- _Provided passage_:
Mr. Rogers sits outside the Kaplen JCC with early childhood teachers Denise Bernard, left, and Fazida Walcott.

“No, we’re not in competition with other JCCs,” she clarified. “It’s to be a convener of organizations outside the JCC.

“He wanted us to remember not just the Holocaust and October 7, but all the things that the Jewish people have been through and overcome.

“He wanted us to keep our camp world-class, and keep our theater programs world-class, and keep our early childhood programs full of happy children.

“He’d say that in a couple of years, the parents who are coming in now will be grandparents, and their grandchildren will be coming here, or their own parents will be here for senior services. So we gotta do good. We have to be good.”

Sue Gelsey of Haworth is the JCC’s chief engagement officer; now she’s also interim CEO.

“I’ve never seen anyone who was as beloved as Steve,” she said. “You think that no one could be the whole package, but he was. Business acumen, people skills, the ability to work with everyone — members, board, staff, donors — when I say everyone, I mean everyone. Everyone everyone everyone.”

Soon after he died, the staff got together to tell stories about him, and Ms. Gelsey said that she was struck not only by the number of stories — everyone had one — but also their specificity. People said general things about his kindness, his breadth of knowledge, his approachability — but they also had stories specific to each one of them. “Everyone thought they had a unique relationship with Steve — and they were right.”

Steven and Robin Rogers

That’s because Mr. Rogers knew people well, Ms. Gelsey said. “He was always watching. He was always observing, figuring out what was most important to each person.

“He always made you want to be better — to be better for him, to be better around him. It is such a gift.

“I’ve been in the field for so long that I’ve seen other lay people become executives,” she continued; before she returned to the Kaplen JCC, she’d worked at the JCC Association. She was at the JCCA when Mr. Rogers became CEO, and returned soon afterward, so she’d seen his adventure unfold. “They think, ‘Oh, that would be such a fun job.’ But you never know the job until you’re in it.

“From the minute Steve took the job, there was nothing that ever was beneath him. He would never say ‘I don’t do that.’ And there was nothing that ever was too big for him, too big a challenge or an opportunity. There was never a person or a situation that he would shy away from.

“He participated in a new executive program when he took the job at the JCC, although he’d been a professional for 40 years. He not only signed up for it, he fully participated in it. We offered a course about building racial stamina. It was six sessions, 90 minutes each, plus a chavruta, and not only did he sign up for it, he fully participated in it.”

- _Exercise aim_:
Rewrite the Kaplen JCC passage from "That’s because Mr." up to and including "to each person.", with "observing" changed to "noticing".

- _Stored data_:

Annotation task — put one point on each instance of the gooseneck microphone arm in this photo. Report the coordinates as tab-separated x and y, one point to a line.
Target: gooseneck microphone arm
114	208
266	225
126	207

- _Output below_:
That’s because Mr. Rogers knew people well, Ms. Gelsey said. “He was always watching. He was always noticing, figuring out what was most important to each person.